That might not be something that ever enters into the conversation if we’re just thinking about the SEO work that we do, but we just created a lot of value for somebody.
The other one is cost avoidance. This is a tricky one. But this basically means what are the recommendations we can make for a client that will allow them to not spend money on something in the future.
Quick example, some time ago we had a client that was faced with a choice. They were running a m-Dot site and their dot-com for desktop, and they maintained them both. But it came time to upgrade their CMS, and they had two options. One, they could upgrade both systems and continue to maintain a separate mobile and desktop experience.
But if they did that, they would have to hire additional developers and another agency to maintain both sites. The other option was to have a fully fluid site, a dynamic site that allowed them to avoid all that cost. We helped them understand which might be better for their SEO, but using this framework, also which might be better from an expense standpoint.
They chose to do option number two. They avoided all that extra expense, and that was cost avoidance. The reason why that’s tricky is because it’s hard to prove the counterfactual. We don’t know what they literally would have spent had they done both sites, but we know what they budgeted and we said, “Hey, by following this other recommendation, you avoided having to pay this.”
That’s actually budget savings. Budget savings means, back to our utility curve, that their profit went up, made them better off, possibly also allowed them to increase the value of their business.
Lastly, there’s insurance, and this is one that is not terribly intuitive until you think about it.
So imagine you have a client that is contemplating a site relaunch. They have an internal SEO team, and they’re very confident in their abilities, but they might not have a lot of experience or maybe not as much experience as you in a migration or the site relaunch. So your client might engage you to have a short-term project to help augment the capabilities of their internal team, maybe check on things, maybe be there the night of the conversion, and those sorts of things.

> **What you will do**: Quote the passage on SEO value word for word, starting at "The other one" and stopping after "and desktop experience.".

> **Dataset entries**:
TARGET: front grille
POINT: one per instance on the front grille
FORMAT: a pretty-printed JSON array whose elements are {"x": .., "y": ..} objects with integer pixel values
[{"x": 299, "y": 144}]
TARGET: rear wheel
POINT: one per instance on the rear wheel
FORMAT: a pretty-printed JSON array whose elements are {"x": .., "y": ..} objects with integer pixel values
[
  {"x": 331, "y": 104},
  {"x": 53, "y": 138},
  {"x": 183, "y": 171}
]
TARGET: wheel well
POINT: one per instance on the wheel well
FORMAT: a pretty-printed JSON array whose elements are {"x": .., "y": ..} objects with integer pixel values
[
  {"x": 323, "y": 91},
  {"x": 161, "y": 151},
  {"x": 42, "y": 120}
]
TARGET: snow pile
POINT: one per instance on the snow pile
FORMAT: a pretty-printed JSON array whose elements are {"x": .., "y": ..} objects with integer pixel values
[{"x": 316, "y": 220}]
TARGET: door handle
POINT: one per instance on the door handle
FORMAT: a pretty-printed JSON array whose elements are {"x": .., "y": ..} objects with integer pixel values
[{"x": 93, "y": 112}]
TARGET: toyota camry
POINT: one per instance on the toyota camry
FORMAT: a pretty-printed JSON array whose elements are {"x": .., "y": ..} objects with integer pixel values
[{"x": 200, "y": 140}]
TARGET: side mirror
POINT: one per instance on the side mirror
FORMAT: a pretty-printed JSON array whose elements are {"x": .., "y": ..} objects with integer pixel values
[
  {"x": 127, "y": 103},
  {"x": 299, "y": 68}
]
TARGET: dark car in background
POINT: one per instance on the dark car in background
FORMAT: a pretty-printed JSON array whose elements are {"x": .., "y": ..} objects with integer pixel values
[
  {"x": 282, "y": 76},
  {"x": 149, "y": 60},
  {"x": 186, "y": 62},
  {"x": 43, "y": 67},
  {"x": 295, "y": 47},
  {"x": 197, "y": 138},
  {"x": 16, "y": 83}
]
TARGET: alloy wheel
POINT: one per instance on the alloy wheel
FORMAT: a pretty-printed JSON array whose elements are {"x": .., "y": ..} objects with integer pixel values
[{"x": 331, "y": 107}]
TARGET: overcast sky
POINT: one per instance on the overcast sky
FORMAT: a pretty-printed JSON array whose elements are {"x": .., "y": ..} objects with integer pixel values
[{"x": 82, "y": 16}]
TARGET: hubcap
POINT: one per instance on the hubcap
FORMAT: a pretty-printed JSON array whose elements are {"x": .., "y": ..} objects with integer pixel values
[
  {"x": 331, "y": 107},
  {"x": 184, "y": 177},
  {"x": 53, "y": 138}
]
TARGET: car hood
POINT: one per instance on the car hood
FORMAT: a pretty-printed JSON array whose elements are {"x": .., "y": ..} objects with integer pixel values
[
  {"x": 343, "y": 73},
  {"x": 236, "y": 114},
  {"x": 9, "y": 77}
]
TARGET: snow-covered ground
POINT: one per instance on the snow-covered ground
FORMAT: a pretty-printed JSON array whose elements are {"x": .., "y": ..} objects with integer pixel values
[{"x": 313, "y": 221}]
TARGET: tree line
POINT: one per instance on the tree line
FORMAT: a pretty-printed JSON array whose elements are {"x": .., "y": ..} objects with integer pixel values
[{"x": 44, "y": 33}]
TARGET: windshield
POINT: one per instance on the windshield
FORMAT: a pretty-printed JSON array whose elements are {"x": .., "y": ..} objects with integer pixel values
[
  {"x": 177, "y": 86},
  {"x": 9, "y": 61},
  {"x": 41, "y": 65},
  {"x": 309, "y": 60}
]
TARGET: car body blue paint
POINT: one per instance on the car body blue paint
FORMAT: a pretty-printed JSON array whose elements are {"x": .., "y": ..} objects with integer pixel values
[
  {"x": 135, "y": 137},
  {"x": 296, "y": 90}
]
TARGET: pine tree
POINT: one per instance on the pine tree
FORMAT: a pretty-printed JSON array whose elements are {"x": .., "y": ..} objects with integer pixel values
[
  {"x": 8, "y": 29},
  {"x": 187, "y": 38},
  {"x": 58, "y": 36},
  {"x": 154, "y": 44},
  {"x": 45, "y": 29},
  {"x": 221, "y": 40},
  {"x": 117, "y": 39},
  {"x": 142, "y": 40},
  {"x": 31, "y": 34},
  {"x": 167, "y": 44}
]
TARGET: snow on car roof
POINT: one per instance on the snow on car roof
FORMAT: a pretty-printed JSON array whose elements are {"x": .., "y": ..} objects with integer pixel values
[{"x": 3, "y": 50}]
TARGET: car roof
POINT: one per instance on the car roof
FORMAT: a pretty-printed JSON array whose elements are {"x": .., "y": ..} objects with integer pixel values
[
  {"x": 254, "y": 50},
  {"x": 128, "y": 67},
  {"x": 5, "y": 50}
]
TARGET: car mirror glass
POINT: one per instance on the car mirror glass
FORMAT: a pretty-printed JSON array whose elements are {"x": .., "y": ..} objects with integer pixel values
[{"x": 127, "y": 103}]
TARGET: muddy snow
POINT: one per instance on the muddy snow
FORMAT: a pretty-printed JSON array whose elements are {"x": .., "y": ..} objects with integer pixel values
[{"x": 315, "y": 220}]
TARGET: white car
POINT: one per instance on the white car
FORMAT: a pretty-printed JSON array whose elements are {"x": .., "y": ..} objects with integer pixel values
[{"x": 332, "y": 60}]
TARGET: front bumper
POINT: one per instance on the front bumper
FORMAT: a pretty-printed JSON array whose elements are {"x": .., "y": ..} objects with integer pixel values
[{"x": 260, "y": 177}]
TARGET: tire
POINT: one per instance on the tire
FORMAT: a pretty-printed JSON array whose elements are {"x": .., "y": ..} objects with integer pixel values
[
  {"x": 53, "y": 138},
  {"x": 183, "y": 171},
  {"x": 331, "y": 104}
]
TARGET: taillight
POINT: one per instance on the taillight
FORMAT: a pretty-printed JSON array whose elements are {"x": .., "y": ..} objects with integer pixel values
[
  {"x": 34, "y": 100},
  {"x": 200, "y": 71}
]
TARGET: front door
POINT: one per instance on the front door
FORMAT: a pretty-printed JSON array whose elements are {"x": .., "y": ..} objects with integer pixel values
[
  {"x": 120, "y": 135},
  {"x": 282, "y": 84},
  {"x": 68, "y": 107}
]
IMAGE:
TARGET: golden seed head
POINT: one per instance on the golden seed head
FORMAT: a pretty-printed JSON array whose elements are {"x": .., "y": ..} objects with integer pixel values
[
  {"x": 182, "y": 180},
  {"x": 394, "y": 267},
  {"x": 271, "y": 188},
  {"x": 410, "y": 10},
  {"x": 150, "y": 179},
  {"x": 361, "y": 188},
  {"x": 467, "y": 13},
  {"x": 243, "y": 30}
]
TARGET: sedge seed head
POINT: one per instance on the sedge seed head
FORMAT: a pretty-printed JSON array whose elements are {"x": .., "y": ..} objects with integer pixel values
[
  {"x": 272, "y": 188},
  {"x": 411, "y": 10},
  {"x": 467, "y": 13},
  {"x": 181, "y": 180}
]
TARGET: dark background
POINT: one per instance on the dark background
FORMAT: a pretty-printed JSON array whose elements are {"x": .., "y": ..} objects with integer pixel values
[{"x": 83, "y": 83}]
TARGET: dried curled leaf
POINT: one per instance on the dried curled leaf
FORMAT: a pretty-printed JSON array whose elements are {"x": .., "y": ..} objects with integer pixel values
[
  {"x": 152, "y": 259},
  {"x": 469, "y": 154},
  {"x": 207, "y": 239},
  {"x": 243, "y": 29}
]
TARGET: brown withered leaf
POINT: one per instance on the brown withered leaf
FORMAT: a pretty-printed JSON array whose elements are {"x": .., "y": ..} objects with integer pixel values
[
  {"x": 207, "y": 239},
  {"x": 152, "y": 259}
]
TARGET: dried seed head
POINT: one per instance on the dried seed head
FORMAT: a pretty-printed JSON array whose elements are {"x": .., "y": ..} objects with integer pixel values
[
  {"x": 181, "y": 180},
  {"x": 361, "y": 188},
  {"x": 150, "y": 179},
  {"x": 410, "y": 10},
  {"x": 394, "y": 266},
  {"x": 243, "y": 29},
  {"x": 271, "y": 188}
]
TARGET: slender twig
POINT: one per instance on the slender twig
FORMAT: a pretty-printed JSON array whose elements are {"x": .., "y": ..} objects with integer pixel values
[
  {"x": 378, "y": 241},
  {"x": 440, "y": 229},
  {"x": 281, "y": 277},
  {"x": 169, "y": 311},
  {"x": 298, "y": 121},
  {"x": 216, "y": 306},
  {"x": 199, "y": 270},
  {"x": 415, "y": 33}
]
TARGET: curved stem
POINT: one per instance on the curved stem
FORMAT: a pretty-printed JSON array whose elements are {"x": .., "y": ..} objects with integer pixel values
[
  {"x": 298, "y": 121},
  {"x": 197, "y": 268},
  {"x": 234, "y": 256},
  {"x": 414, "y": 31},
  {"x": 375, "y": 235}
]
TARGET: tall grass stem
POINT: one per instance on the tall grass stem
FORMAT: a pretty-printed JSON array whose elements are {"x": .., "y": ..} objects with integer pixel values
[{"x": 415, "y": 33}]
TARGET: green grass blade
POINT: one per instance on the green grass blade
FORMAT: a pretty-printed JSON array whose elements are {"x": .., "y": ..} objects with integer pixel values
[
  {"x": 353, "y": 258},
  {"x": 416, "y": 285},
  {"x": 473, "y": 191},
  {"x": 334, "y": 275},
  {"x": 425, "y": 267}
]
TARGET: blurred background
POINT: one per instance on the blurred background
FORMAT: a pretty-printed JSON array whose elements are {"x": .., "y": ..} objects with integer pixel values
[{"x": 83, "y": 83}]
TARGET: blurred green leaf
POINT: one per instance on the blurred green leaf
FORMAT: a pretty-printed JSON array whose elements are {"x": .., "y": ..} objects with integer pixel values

> **Output of the task**:
The other one is cost avoidance. This is a tricky one. But this basically means what are the recommendations we can make for a client that will allow them to not spend money on something in the future.
Quick example, some time ago we had a client that was faced with a choice. They were running a m-Dot site and their dot-com for desktop, and they maintained them both. But it came time to upgrade their CMS, and they had two options. One, they could upgrade both systems and continue to maintain a separate mobile and desktop experience.